- _Written exercise_:
Render the stretch of data from the line containing "the blue pool" through the line containing "93 211 L 181" as a two-column CSV headed instruction and outline, with one row for each instruction and its outline. Put every field in quotes and replace its line breaks with spaces.

-- Start Provided records --

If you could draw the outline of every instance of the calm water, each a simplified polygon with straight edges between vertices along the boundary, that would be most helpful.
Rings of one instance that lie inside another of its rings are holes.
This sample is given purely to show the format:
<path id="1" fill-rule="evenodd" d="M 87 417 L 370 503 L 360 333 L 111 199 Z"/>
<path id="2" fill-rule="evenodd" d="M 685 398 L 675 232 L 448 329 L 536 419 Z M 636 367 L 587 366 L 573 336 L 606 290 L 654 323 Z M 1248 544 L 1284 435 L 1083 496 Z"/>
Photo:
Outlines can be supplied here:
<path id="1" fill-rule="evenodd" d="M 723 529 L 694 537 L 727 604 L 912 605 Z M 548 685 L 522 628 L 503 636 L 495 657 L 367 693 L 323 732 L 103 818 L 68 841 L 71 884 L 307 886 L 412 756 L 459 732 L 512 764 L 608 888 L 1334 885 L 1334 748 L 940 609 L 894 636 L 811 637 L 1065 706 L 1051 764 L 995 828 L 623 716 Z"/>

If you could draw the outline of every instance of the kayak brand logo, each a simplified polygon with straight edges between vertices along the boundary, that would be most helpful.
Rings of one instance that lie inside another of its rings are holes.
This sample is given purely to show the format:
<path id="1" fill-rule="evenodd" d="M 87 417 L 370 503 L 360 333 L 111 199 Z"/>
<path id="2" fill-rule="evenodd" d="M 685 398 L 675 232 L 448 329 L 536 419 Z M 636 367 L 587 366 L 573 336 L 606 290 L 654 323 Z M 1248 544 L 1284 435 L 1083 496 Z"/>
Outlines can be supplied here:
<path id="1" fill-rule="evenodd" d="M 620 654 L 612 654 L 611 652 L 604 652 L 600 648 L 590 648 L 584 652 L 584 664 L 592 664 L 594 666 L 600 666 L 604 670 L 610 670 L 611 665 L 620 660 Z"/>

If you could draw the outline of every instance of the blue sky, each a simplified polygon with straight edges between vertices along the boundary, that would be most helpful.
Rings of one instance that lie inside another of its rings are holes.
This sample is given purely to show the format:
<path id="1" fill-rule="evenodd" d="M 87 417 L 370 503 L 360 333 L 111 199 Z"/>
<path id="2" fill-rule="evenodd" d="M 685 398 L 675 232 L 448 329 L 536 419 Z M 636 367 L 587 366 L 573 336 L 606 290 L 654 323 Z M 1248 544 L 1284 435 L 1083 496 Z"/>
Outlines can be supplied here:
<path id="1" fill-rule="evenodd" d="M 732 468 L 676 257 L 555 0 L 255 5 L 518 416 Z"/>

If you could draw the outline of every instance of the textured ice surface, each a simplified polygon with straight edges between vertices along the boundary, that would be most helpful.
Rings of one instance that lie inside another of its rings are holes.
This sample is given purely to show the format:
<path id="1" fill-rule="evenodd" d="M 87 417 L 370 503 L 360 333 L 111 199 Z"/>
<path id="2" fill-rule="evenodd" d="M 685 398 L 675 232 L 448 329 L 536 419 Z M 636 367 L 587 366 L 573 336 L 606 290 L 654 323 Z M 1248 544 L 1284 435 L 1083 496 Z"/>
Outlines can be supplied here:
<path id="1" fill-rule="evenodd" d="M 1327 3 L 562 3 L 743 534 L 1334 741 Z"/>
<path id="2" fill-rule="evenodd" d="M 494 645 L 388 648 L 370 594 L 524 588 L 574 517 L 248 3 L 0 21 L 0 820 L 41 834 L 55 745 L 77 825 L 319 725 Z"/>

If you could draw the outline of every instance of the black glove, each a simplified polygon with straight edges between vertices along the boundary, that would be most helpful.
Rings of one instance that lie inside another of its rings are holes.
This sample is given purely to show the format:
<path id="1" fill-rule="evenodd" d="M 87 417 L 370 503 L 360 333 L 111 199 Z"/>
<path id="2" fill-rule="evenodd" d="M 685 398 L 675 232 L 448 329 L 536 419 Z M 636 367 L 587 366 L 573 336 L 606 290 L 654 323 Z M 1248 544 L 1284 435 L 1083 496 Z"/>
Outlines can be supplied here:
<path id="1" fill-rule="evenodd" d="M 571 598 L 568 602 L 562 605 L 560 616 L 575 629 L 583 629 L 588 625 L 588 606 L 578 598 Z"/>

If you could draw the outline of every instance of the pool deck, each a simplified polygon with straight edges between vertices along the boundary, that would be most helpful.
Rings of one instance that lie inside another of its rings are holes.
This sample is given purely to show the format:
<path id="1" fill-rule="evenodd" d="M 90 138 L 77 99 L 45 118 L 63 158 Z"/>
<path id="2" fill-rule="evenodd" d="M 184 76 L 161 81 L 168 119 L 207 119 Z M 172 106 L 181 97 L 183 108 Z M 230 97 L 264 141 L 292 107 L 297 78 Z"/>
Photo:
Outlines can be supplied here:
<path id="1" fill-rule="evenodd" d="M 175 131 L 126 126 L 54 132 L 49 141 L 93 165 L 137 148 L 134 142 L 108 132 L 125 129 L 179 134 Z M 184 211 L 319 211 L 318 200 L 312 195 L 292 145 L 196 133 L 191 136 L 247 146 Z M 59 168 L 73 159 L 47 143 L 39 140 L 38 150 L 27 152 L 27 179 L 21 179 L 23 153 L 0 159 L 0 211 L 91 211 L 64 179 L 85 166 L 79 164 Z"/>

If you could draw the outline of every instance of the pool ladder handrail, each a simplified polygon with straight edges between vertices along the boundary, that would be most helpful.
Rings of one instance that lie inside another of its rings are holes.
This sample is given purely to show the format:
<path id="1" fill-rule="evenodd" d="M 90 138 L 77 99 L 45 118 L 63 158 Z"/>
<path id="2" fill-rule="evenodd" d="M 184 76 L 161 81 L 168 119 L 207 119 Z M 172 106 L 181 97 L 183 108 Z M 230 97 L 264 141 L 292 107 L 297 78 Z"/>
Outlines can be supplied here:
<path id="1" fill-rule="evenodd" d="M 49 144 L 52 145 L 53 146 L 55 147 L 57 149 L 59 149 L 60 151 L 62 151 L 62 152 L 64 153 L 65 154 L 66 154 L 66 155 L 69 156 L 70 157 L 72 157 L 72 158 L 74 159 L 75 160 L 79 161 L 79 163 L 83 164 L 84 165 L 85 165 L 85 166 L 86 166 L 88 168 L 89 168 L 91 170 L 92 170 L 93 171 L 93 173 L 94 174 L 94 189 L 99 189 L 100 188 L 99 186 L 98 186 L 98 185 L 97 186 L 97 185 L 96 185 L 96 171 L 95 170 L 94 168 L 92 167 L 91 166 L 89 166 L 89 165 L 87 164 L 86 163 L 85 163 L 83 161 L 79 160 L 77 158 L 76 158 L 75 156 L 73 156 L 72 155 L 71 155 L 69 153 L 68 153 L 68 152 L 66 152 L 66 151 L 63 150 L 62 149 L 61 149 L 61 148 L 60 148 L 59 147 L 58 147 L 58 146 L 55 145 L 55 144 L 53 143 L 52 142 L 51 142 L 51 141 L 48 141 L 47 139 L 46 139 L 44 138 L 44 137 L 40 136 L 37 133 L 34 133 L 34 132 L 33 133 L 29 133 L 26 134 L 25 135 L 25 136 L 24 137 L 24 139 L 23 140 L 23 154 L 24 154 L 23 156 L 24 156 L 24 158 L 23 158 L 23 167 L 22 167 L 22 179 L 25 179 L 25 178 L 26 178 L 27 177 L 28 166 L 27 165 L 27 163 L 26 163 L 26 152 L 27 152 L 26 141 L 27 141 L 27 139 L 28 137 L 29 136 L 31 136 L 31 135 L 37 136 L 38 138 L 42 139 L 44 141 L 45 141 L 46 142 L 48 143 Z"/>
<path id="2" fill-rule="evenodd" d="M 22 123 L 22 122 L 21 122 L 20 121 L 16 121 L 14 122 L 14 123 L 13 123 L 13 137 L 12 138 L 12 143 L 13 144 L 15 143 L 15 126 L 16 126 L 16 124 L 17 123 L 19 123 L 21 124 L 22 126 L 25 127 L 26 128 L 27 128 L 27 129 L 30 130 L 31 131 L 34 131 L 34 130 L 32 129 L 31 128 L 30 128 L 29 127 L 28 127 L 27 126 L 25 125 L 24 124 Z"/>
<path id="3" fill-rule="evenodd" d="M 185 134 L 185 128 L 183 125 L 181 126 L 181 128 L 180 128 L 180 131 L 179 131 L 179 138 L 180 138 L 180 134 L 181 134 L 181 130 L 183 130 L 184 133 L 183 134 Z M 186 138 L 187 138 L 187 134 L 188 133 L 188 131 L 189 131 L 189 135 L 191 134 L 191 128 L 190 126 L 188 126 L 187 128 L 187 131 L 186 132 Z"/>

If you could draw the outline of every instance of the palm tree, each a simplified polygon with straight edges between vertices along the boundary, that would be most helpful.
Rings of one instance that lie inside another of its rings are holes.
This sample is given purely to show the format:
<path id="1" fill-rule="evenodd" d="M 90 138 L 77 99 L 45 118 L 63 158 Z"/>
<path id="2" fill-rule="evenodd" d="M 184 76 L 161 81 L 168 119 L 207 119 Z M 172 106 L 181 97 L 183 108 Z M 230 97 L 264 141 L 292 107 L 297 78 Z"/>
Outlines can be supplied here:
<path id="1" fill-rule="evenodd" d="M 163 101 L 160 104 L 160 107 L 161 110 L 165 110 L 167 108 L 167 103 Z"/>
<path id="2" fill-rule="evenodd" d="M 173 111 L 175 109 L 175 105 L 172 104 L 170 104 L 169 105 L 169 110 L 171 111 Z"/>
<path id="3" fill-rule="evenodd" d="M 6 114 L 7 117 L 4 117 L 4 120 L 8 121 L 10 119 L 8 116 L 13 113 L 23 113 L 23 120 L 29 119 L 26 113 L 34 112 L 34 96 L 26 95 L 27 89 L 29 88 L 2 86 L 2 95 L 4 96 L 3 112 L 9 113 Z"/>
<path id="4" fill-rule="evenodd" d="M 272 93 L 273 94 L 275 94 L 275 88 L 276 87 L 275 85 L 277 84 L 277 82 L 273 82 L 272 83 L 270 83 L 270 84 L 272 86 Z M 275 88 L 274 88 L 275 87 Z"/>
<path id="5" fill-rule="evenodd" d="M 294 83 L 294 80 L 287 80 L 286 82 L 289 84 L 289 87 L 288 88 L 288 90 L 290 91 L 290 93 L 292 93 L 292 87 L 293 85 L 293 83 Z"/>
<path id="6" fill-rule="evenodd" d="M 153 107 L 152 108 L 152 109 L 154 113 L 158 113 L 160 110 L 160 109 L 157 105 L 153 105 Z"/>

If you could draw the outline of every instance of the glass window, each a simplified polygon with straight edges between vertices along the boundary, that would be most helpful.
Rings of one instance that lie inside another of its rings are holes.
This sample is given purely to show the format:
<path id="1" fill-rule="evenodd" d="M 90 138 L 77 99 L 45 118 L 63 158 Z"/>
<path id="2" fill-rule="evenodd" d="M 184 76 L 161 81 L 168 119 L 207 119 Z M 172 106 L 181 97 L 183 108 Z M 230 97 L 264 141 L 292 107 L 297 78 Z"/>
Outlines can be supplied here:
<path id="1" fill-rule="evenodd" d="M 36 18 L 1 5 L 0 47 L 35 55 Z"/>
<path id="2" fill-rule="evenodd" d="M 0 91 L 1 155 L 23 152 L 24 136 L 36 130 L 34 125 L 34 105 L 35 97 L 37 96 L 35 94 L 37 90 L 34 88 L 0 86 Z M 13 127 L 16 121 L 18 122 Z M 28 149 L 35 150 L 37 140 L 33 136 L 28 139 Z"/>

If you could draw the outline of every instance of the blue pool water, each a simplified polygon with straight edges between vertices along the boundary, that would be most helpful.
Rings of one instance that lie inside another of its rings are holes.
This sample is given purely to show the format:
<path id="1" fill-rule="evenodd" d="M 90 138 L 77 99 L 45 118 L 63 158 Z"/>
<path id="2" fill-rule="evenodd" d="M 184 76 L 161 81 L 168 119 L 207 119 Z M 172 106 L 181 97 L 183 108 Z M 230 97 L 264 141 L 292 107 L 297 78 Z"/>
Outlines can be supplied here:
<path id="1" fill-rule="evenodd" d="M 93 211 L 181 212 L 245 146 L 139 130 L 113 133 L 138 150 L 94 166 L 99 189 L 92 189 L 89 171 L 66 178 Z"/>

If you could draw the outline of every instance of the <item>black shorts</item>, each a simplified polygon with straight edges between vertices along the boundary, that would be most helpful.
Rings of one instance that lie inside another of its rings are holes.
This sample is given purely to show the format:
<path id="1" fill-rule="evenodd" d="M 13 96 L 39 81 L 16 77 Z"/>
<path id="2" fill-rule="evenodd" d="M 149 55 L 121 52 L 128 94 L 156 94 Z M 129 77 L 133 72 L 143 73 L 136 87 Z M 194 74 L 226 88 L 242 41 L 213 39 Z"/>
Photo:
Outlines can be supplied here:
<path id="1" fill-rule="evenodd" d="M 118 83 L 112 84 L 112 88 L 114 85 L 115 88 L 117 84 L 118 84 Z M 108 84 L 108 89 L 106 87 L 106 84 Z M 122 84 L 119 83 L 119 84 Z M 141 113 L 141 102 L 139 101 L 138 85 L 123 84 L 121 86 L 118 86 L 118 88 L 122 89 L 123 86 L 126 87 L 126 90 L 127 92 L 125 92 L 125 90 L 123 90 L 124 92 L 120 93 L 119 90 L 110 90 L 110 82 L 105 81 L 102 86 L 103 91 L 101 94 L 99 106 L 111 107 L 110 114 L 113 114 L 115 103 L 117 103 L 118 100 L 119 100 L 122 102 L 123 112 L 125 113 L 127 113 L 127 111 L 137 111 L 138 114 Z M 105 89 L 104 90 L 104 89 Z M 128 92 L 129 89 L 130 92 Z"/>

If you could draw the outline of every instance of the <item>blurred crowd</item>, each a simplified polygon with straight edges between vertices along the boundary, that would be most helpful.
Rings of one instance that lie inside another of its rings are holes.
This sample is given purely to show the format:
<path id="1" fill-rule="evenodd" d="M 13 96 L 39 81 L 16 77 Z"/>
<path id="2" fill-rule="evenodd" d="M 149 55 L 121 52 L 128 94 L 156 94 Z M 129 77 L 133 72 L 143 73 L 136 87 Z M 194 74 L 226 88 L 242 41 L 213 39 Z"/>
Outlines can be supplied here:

-- End Provided records --

- _Exercise response_:
instruction,outline
"If you could draw the outline of every instance of the blue pool water, each a simplified polygon with straight edges between vertices along the boundary, that would be most helpful. Rings of one instance that lie inside another of its rings are holes. This sample is given purely to show the format: <path id=""1"" fill-rule=""evenodd"" d=""M 90 138 L 77 99 L 45 118 L 63 158 Z""/> <path id=""2"" fill-rule=""evenodd"" d=""M 184 76 L 161 81 L 168 119 L 207 119 Z M 172 106 L 181 97 L 183 108 Z M 230 97 L 264 141 L 292 107 L 297 78 Z""/> Outlines can be supplied here:","<path id=""1"" fill-rule=""evenodd"" d=""M 93 211 L 181 212 L 245 146 L 139 130 L 113 133 L 138 150 L 94 166 L 99 189 L 92 189 L 89 171 L 66 178 Z""/>"